# Exercises to complete:
**1)** Translate this sentence from the Corvette cooling text into Spanish: "The factory radiator shroud is a common cooling issue on older Vettes, says expert Bob Clemmens."
**2)** Reproduce the Corvette cooling text word for word, starting at "As traditional ethylene" and stopping after "put back in.".

## BEGIN Document

As traditional ethylene glycol/water-based antifreeze ages, it changes composition. Over time it becomes acidic, which can actually cause it to start eating away at some engine parts, particularly aluminum components such as thermostat housings, intake manifolds, and cylinder heads. This will result in leaks and can lead to a major engine rebuild.

The clutch fan is mounted on the front of the water pump assembly, and is driven from the engine crankshaft via a rubber belt. If the belt snaps and the fan stops rotating, on a C2 the engine will quickly overheat, especially at low speeds.

The factory radiator shroud is a common cooling issue on older Vettes, says expert Bob Clemmens. When many of these cars are serviced and the radiators are repaired or replaced, the shrouds are often damaged or not put back in.

## END Document
## BEGIN Records shown

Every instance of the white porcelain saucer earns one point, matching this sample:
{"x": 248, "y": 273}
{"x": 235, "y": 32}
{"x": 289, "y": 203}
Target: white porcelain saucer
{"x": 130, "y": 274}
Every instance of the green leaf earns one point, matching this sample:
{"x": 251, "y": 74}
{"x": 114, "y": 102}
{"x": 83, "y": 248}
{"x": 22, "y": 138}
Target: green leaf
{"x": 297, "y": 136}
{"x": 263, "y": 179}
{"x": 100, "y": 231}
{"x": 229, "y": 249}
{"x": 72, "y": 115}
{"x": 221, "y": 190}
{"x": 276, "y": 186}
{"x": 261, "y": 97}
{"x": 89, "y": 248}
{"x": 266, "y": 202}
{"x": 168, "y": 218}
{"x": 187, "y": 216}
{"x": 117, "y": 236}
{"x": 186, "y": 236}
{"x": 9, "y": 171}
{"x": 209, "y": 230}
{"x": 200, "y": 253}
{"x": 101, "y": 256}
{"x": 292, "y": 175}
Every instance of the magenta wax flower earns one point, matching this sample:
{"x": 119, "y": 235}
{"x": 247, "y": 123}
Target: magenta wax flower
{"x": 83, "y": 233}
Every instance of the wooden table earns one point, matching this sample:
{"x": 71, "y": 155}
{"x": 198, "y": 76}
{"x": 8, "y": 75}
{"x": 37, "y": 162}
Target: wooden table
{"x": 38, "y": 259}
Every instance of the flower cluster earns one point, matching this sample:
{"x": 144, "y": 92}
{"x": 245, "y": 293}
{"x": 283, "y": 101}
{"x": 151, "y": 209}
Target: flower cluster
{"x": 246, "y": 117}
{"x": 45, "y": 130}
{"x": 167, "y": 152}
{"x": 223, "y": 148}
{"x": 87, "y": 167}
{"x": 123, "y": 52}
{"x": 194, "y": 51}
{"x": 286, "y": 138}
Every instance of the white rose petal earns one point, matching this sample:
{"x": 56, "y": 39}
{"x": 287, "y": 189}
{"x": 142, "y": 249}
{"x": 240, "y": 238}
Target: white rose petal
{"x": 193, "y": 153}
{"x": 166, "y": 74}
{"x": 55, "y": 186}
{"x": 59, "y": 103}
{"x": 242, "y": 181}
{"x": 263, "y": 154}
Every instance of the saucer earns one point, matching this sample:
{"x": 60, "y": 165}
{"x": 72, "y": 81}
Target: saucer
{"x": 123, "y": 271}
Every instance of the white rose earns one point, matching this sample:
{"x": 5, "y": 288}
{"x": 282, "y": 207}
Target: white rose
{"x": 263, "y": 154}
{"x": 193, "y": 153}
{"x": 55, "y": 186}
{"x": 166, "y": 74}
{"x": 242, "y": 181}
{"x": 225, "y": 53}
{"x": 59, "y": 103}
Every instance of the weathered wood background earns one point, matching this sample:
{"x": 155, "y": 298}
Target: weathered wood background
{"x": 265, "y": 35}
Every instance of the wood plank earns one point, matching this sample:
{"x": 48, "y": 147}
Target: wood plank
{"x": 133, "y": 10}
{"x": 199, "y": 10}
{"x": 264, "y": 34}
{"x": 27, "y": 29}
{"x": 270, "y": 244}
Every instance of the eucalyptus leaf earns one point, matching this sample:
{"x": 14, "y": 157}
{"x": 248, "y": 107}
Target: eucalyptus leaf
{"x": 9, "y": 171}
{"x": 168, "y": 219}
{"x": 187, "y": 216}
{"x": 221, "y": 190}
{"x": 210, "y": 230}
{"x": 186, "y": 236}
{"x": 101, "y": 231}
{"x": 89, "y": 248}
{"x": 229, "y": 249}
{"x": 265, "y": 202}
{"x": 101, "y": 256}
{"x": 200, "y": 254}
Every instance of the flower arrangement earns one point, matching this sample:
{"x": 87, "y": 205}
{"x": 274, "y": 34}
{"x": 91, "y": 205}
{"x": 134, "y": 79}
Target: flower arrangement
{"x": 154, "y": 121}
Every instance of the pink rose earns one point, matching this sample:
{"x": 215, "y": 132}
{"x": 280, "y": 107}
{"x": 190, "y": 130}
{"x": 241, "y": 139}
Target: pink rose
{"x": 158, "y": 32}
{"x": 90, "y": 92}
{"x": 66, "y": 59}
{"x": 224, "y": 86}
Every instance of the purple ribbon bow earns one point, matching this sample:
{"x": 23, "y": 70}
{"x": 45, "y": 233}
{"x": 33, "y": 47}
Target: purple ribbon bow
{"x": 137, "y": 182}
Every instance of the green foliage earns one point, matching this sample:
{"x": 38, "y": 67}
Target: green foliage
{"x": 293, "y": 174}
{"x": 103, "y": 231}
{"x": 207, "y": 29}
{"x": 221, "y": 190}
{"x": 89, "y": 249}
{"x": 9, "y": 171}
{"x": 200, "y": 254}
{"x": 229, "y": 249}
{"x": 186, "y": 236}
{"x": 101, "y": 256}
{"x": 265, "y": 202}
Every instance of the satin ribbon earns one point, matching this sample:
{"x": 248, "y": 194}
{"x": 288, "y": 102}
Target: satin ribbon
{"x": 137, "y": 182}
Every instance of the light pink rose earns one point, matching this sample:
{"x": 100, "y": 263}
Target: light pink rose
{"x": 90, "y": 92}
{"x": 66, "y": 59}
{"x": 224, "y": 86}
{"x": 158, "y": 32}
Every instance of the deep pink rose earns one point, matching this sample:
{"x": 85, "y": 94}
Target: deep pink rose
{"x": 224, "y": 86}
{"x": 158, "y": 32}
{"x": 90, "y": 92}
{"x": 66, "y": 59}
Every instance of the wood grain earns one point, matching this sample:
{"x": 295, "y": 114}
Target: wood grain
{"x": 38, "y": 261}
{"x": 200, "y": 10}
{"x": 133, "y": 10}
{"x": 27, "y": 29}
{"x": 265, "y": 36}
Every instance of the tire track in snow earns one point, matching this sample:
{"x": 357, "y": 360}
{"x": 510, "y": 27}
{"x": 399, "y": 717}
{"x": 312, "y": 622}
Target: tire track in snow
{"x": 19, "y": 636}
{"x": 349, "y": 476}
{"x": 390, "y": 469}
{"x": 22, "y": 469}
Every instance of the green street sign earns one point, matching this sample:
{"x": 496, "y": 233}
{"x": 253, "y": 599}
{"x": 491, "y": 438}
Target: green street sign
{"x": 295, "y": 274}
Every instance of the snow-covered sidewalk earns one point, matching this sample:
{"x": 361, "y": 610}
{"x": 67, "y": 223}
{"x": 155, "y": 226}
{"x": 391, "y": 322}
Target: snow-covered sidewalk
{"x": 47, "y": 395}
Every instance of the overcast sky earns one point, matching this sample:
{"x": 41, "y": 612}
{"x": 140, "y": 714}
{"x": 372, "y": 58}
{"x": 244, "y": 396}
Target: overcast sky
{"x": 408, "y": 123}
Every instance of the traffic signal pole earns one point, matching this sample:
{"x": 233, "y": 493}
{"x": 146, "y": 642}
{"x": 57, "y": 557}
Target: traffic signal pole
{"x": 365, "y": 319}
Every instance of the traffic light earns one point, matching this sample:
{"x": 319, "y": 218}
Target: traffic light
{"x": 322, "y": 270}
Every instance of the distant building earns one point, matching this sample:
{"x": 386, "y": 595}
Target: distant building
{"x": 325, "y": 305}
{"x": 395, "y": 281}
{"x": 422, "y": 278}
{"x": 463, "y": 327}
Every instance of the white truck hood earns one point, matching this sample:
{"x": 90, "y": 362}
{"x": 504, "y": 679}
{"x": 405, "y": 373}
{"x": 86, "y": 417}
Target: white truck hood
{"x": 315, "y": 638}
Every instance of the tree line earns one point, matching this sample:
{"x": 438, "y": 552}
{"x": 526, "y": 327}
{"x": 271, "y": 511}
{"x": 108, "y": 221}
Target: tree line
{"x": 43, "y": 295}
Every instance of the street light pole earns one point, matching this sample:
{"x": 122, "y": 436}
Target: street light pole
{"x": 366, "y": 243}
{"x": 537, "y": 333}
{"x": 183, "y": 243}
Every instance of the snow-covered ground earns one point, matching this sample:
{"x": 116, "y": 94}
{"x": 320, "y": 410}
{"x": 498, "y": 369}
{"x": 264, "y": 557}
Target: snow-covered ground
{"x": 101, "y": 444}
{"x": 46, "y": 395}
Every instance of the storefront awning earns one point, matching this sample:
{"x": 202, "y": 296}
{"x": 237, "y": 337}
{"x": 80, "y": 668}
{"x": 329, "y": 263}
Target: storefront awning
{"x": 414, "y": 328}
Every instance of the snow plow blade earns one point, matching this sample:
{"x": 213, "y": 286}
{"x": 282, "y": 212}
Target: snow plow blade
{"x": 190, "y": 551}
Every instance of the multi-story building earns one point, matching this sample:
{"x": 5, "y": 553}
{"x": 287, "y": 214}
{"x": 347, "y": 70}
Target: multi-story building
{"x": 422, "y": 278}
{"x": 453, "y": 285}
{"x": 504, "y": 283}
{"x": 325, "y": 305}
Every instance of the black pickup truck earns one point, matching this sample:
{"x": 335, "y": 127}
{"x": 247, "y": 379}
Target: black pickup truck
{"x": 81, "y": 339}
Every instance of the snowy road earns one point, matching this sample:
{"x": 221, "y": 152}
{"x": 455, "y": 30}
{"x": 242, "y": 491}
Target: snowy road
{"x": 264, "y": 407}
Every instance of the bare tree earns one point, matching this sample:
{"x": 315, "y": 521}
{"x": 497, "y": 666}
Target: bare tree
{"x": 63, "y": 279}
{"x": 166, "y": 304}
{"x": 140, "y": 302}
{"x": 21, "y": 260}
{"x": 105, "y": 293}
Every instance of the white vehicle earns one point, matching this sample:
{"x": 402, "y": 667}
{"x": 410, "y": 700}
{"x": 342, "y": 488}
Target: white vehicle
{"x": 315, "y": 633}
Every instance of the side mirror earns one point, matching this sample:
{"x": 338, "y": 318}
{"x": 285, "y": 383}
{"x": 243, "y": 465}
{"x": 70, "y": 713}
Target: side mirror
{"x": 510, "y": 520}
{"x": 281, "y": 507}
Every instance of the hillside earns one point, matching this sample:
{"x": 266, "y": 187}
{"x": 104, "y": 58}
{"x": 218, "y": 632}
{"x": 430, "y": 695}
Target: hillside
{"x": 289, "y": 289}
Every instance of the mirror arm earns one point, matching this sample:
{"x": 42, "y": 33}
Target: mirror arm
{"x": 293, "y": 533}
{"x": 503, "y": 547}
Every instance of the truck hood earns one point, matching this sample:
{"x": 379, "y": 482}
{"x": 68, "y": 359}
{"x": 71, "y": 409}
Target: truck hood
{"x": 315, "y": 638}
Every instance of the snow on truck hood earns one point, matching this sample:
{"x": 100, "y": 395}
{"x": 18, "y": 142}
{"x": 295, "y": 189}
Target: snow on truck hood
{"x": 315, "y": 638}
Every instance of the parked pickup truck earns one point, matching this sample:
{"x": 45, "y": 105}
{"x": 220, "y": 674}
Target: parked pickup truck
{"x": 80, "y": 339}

## END Records shown

# Solved problems:
**1)** La cubierta de fábrica del radiador es un problema de refrigeración común en los Vettes más antiguos, dice el experto Bob Clemmens.

**2)**
As traditional ethylene glycol/water-based antifreeze ages, it changes composition. Over time it becomes acidic, which can actually cause it to start eating away at some engine parts, particularly aluminum components such as thermostat housings, intake manifolds, and cylinder heads. This will result in leaks and can lead to a major engine rebuild.

The clutch fan is mounted on the front of the water pump assembly, and is driven from the engine crankshaft via a rubber belt. If the belt snaps and the fan stops rotating, on a C2 the engine will quickly overheat, especially at low speeds.

The factory radiator shroud is a common cooling issue on older Vettes, says expert Bob Clemmens. When many of these cars are serviced and the radiators are repaired or replaced, the shrouds are often damaged or not put back in.